* **WORK TO DO**:
Please update these lines by swapping "white car" for "silver car" wherever it occurs, with nothing else changed. Leave the pictures out of your answer.

* **DATA**:
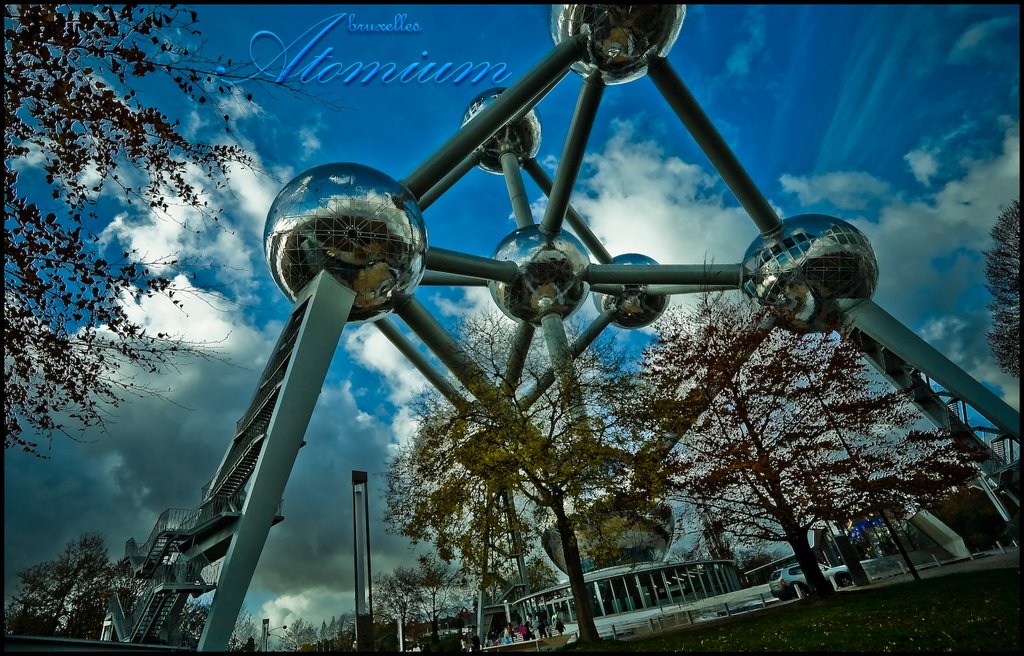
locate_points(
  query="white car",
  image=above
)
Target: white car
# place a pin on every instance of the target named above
(790, 581)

* **COMPLETE OUTPUT**:
locate_points(
  query="silver car",
  image=above
)
Target: silver car
# place a pin on every instance of the target named above
(790, 581)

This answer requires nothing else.